* [What the exercise asks]: Count the lines in the segmentation data below that contain the word "every", and give only the number.

# Start of Records shown

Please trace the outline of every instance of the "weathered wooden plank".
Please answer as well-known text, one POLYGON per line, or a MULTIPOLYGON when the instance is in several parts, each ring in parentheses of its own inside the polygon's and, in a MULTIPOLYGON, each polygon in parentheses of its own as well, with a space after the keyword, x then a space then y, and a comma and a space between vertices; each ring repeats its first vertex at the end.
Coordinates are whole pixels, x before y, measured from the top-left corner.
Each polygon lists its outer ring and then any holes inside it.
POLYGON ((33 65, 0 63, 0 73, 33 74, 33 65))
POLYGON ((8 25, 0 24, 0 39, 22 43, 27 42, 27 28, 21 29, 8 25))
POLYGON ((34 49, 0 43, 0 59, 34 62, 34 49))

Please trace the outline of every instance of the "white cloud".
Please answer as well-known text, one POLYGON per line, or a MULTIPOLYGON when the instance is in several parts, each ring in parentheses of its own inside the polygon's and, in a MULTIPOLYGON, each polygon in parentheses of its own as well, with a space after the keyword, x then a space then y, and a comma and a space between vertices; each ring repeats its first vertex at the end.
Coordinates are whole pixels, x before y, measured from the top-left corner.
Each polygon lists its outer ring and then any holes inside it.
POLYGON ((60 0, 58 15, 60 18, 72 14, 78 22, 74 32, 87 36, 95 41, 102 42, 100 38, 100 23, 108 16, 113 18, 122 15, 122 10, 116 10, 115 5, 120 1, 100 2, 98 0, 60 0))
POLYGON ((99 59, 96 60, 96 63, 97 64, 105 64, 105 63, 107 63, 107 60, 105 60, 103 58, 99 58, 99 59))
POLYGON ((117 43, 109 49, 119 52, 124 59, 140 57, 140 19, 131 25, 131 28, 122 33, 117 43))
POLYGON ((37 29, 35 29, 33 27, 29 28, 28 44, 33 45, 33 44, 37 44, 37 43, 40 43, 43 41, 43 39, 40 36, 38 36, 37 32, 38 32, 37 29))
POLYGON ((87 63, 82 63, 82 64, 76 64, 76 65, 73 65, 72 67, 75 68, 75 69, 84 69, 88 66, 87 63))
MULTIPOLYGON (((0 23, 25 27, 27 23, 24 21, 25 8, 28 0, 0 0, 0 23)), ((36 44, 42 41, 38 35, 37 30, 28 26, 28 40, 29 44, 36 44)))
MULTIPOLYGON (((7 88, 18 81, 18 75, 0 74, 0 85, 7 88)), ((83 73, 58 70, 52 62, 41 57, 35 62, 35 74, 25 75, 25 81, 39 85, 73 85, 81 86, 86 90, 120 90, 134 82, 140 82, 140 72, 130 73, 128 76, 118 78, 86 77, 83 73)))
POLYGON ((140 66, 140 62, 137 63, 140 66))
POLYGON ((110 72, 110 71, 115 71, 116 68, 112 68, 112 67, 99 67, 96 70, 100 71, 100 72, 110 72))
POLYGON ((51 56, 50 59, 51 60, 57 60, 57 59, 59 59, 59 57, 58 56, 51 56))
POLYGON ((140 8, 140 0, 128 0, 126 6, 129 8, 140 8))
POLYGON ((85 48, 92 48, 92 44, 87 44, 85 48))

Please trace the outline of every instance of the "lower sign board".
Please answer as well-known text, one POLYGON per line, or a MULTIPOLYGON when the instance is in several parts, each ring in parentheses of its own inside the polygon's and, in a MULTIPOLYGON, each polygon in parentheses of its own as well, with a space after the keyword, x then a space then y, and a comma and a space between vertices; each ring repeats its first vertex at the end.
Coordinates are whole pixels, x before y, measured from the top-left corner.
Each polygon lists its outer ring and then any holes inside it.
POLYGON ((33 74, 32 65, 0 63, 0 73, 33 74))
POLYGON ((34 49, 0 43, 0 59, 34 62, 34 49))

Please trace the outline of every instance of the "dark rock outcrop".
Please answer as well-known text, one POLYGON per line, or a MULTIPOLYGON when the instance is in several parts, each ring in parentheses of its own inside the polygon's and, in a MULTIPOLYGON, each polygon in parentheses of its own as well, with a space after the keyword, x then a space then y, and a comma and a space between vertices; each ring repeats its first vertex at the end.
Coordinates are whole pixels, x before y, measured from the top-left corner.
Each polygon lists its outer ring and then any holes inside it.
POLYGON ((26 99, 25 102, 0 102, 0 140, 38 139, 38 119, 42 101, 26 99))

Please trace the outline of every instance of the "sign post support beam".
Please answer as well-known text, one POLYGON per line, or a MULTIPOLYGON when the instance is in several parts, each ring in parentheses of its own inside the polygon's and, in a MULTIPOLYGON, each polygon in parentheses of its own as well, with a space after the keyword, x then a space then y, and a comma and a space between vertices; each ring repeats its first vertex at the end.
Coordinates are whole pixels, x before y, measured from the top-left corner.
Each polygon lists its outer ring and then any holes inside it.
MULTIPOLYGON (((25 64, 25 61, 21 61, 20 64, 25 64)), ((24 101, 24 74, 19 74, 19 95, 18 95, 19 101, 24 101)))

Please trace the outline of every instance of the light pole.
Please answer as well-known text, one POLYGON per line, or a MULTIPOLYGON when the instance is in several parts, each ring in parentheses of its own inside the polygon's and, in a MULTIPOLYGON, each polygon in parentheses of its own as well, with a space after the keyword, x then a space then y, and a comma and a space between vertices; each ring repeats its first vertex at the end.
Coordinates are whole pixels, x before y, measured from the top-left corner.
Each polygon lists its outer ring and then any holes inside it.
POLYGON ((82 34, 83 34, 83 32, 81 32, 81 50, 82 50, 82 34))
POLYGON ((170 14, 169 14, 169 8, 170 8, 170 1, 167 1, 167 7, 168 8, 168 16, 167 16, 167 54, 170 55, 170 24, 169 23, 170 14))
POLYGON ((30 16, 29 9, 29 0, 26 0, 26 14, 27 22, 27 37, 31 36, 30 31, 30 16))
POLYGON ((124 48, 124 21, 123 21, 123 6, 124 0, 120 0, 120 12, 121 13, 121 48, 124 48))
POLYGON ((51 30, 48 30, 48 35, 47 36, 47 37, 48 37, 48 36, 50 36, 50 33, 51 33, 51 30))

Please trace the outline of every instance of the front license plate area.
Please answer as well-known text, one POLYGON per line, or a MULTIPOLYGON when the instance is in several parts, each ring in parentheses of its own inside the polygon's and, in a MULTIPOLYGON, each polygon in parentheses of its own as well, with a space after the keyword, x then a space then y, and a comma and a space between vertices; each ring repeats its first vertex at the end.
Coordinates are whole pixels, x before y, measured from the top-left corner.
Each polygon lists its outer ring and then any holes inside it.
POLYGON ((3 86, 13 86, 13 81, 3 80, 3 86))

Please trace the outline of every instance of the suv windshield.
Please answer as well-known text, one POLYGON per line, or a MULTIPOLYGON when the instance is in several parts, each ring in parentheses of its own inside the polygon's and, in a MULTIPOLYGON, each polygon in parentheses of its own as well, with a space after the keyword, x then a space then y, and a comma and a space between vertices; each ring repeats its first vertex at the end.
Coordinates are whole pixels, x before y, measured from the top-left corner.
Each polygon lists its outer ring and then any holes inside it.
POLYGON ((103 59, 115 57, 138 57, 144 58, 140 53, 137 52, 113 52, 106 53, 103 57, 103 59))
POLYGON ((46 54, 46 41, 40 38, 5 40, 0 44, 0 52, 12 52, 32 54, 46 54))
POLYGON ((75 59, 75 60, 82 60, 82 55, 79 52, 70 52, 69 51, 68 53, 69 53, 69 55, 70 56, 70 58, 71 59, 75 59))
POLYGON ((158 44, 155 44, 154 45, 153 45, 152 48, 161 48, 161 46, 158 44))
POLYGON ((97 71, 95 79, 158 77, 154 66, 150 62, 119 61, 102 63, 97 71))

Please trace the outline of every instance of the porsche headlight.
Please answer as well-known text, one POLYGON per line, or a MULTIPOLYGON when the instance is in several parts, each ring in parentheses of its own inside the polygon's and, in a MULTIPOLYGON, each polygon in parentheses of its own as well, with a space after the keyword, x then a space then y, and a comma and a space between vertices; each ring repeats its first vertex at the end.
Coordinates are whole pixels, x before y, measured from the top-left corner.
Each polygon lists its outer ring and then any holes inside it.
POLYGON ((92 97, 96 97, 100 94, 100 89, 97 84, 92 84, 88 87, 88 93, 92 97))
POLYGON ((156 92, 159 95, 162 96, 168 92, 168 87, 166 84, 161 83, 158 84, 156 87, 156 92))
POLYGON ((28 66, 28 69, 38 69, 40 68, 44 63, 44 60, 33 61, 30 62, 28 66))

# End of Records shown

* [Solution]: 9